## EXERCISE GOAL
Reproduce the records below without any change, starting at the line that contains "segment <item>boat cabin window</item>" and continuing through the last line of the records.

## DATA TO PROCESS
== == ==

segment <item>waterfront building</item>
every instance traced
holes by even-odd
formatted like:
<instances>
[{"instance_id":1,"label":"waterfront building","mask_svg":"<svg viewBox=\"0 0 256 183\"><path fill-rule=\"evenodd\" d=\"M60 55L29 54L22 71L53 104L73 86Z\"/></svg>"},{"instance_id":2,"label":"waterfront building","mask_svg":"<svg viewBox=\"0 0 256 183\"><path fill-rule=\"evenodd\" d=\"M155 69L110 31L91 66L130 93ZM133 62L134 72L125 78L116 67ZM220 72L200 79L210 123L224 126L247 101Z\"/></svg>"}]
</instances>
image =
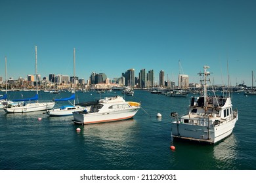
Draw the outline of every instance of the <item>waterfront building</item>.
<instances>
[{"instance_id":1,"label":"waterfront building","mask_svg":"<svg viewBox=\"0 0 256 183\"><path fill-rule=\"evenodd\" d=\"M35 81L35 77L33 75L28 75L28 81Z\"/></svg>"},{"instance_id":2,"label":"waterfront building","mask_svg":"<svg viewBox=\"0 0 256 183\"><path fill-rule=\"evenodd\" d=\"M54 79L55 79L55 75L54 74L49 75L49 80L51 82L54 82Z\"/></svg>"},{"instance_id":3,"label":"waterfront building","mask_svg":"<svg viewBox=\"0 0 256 183\"><path fill-rule=\"evenodd\" d=\"M104 83L106 81L106 78L107 76L104 73L98 74L95 72L93 72L90 76L90 84L95 84Z\"/></svg>"},{"instance_id":4,"label":"waterfront building","mask_svg":"<svg viewBox=\"0 0 256 183\"><path fill-rule=\"evenodd\" d=\"M188 75L179 75L179 88L188 88L189 87Z\"/></svg>"},{"instance_id":5,"label":"waterfront building","mask_svg":"<svg viewBox=\"0 0 256 183\"><path fill-rule=\"evenodd\" d=\"M146 69L142 69L140 70L140 73L139 73L139 87L140 88L146 88L146 84L147 84L147 80L146 80Z\"/></svg>"},{"instance_id":6,"label":"waterfront building","mask_svg":"<svg viewBox=\"0 0 256 183\"><path fill-rule=\"evenodd\" d=\"M159 74L159 85L163 86L165 85L165 71L163 70L160 71L160 73Z\"/></svg>"},{"instance_id":7,"label":"waterfront building","mask_svg":"<svg viewBox=\"0 0 256 183\"><path fill-rule=\"evenodd\" d=\"M131 69L127 70L127 71L125 73L125 86L131 86L134 87L135 80L135 69Z\"/></svg>"},{"instance_id":8,"label":"waterfront building","mask_svg":"<svg viewBox=\"0 0 256 183\"><path fill-rule=\"evenodd\" d=\"M70 83L77 84L78 83L78 77L77 76L70 76Z\"/></svg>"}]
</instances>

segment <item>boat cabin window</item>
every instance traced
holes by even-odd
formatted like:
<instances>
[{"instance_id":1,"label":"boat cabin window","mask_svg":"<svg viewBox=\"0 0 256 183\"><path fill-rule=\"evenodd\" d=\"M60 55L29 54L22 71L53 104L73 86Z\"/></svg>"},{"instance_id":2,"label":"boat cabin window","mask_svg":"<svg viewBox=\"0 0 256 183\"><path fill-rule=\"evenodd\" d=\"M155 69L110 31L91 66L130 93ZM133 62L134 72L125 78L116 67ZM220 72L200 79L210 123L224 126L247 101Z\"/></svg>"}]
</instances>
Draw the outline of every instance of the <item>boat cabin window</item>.
<instances>
[{"instance_id":1,"label":"boat cabin window","mask_svg":"<svg viewBox=\"0 0 256 183\"><path fill-rule=\"evenodd\" d=\"M191 110L192 113L196 113L197 112L198 112L197 108L193 108L192 110Z\"/></svg>"},{"instance_id":2,"label":"boat cabin window","mask_svg":"<svg viewBox=\"0 0 256 183\"><path fill-rule=\"evenodd\" d=\"M188 124L188 122L189 122L188 119L184 119L184 124Z\"/></svg>"},{"instance_id":3,"label":"boat cabin window","mask_svg":"<svg viewBox=\"0 0 256 183\"><path fill-rule=\"evenodd\" d=\"M121 105L114 105L112 106L110 106L108 108L129 108L129 105L127 104L121 104Z\"/></svg>"}]
</instances>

== == ==

## EXERCISE ANSWER
segment <item>boat cabin window</item>
every instance traced
holes by even-odd
formatted like:
<instances>
[{"instance_id":1,"label":"boat cabin window","mask_svg":"<svg viewBox=\"0 0 256 183\"><path fill-rule=\"evenodd\" d=\"M60 55L29 54L22 71L53 104L73 86Z\"/></svg>"},{"instance_id":2,"label":"boat cabin window","mask_svg":"<svg viewBox=\"0 0 256 183\"><path fill-rule=\"evenodd\" d=\"M155 69L110 31L91 66L130 93ZM133 62L134 72L125 78L116 67ZM220 72L200 79L210 123L224 126L247 101Z\"/></svg>"}]
</instances>
Draw the outline of every instance of the <item>boat cabin window</item>.
<instances>
[{"instance_id":1,"label":"boat cabin window","mask_svg":"<svg viewBox=\"0 0 256 183\"><path fill-rule=\"evenodd\" d=\"M191 110L192 113L196 113L197 112L198 112L197 108L193 108L192 110Z\"/></svg>"},{"instance_id":2,"label":"boat cabin window","mask_svg":"<svg viewBox=\"0 0 256 183\"><path fill-rule=\"evenodd\" d=\"M188 124L188 122L189 122L188 119L184 119L184 124Z\"/></svg>"},{"instance_id":3,"label":"boat cabin window","mask_svg":"<svg viewBox=\"0 0 256 183\"><path fill-rule=\"evenodd\" d=\"M121 105L114 105L112 106L110 106L108 108L129 108L129 105L127 104L121 104Z\"/></svg>"}]
</instances>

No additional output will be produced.